*** Opening of AVAILABLE DATA ***

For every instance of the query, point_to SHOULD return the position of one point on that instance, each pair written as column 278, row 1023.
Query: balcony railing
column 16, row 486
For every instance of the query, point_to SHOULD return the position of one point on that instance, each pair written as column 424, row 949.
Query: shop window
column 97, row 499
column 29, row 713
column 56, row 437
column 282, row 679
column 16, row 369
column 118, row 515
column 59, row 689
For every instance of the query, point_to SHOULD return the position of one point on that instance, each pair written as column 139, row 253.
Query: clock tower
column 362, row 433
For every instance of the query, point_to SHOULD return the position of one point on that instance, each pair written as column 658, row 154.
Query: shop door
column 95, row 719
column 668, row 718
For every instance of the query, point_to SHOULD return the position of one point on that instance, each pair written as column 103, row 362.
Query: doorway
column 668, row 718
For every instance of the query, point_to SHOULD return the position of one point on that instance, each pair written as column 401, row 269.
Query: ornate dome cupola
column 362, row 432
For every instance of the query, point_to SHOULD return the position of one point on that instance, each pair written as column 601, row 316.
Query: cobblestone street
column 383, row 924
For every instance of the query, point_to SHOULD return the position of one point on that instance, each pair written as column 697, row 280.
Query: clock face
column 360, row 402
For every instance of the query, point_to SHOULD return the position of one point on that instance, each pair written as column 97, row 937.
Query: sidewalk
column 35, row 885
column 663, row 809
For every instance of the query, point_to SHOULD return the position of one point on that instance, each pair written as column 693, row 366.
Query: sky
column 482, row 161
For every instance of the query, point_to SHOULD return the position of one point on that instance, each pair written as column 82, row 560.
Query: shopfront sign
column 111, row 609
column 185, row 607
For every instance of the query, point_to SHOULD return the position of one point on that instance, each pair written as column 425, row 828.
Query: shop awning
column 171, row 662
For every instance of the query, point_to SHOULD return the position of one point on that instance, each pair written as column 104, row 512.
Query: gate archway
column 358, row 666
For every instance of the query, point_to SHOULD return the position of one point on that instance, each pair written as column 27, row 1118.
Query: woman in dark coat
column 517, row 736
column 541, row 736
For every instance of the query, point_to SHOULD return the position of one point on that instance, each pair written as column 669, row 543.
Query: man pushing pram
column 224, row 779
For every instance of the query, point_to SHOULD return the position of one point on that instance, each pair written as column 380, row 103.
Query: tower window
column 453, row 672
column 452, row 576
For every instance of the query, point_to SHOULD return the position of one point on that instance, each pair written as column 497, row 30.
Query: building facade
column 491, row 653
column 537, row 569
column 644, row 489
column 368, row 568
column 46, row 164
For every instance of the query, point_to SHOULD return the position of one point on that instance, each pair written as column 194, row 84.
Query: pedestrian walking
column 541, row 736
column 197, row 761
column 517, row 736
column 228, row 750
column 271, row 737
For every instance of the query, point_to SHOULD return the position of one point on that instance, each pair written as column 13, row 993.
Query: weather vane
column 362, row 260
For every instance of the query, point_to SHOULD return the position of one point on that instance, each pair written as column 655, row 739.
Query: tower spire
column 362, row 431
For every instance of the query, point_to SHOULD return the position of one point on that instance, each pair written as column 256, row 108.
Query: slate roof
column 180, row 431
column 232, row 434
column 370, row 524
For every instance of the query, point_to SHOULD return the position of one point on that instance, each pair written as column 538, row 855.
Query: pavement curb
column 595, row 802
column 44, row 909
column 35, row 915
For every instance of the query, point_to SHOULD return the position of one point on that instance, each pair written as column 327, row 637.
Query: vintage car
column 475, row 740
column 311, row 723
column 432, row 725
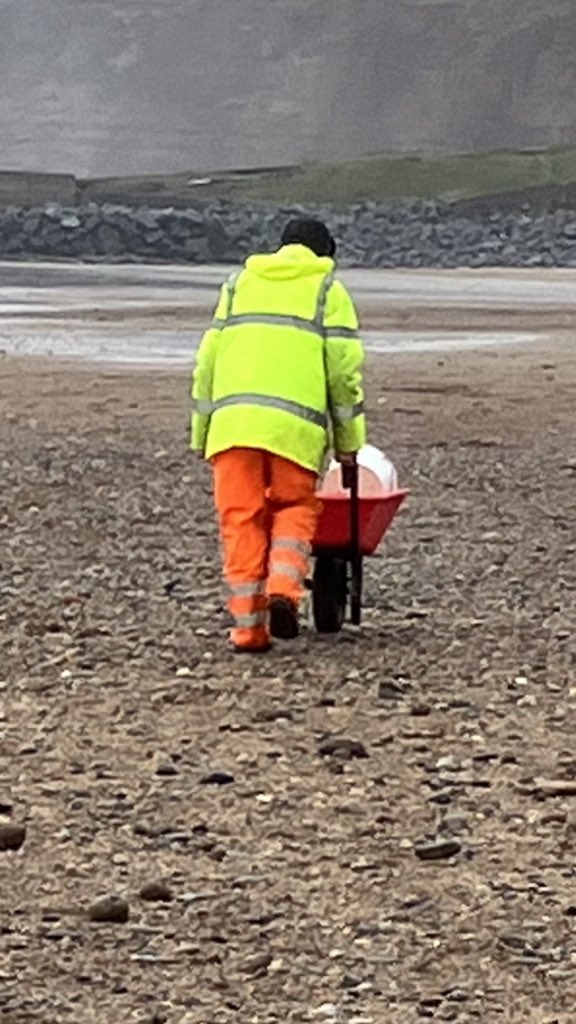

*** Close of AVAILABLE DATA ***

Retype each line above precisely, please. Skip anything that is a picture.

• WRITTEN SOLUTION
For every instance of the query, point_to SHOULD return the position of one point on that instance, each pair written as column 278, row 1023.
Query: balcony railing
column 16, row 486
For every instance of the query, point_to SHOULD return the position of one point on that instance, each pair written as column 424, row 949.
Query: shop window
column 97, row 499
column 29, row 713
column 56, row 437
column 282, row 679
column 16, row 369
column 118, row 515
column 59, row 689
For every instance of the query, point_to SHOULD return the position of one point on that instance, each pair written as column 139, row 253.
Query: clock tower
column 362, row 433
For every instance of the query, point_to SHOULD return the position of one point on that instance, each pair written as column 658, row 154.
Query: shop door
column 95, row 719
column 668, row 718
For every instance of the query, point_to SHOULD return the position of one point on that instance, each pair written as column 103, row 362.
Query: doorway
column 668, row 718
For every instance of the query, point_to SHOULD return the position of one point on that instance, each pair written as column 401, row 269.
Query: ornate dome cupola
column 362, row 432
For every instance of the query, point_to SHOULD return the position of one point on that instance, each pair written as column 601, row 316.
Query: cobblestone street
column 383, row 924
For every instance of the query, point_to SHOULD return the position of one point on that instance, each pair written as column 697, row 280.
Query: clock face
column 360, row 402
For every instance of the query, point_to SHOULD return the position of one point on that instance, each pair written as column 97, row 937.
Query: sidewalk
column 35, row 885
column 663, row 809
For every instance of the query, point_to SHOULD return the position of one point on that instance, each pair written as column 693, row 366.
Query: sky
column 482, row 161
For every instance of the query, point_to SHOULD return the position of one point on that instance, each pair written as column 82, row 560.
Query: shopfront sign
column 111, row 609
column 185, row 607
For every instance of the query, point_to SHOULD return the position of one point on that instance, each pair written as column 425, row 828.
Query: shop awning
column 171, row 662
For every instance of the query, point_to SHOULD return the position of one point on that instance, each pair written as column 104, row 512.
Query: gate archway
column 358, row 666
For every instance of the query, point_to SHOULD return the position of one point on that instance, each pair written as column 27, row 1118.
Query: woman in dark coat
column 517, row 736
column 541, row 736
For every instance of the query, point_to SHOULD return the position of one point on that instance, each pair written as column 669, row 543.
Query: man pushing pram
column 224, row 779
For every instance of the query, point_to SHOULD return the position of one point on that instance, each pair written as column 380, row 103.
Query: tower window
column 453, row 672
column 452, row 576
For every instance of the query, point_to SHOULD return the position of one point on that instance, each pair written as column 497, row 30.
Query: building facade
column 491, row 653
column 537, row 569
column 644, row 489
column 368, row 568
column 46, row 164
For every instance of the query, point_to SHOULD return the position of one point on that instance, each pair written as column 194, row 84.
Query: pedestrian walking
column 541, row 736
column 197, row 761
column 517, row 736
column 228, row 750
column 271, row 737
For every instance of the query, point_to SHOULD return the position of one point on that instance, each pair written as column 13, row 993.
Query: weather vane
column 362, row 260
For every instance of the query, point_to SHOULD return the position of one point on that instance, each pair written as column 655, row 739.
Query: tower spire
column 362, row 431
For every instance of the query, point_to SHOULD return the position of one point on that instance, each pair written as column 256, row 108.
Query: slate roof
column 180, row 431
column 232, row 434
column 370, row 524
For every instance of the query, point_to SHOULD return the position of one point on that instance, each pair written as column 538, row 855.
Query: pavement curb
column 595, row 802
column 44, row 909
column 35, row 915
For every instance of the query, point_to SHOULD return the position of one point on that instance, each pair written as column 327, row 637.
Query: vintage car
column 475, row 740
column 311, row 723
column 432, row 725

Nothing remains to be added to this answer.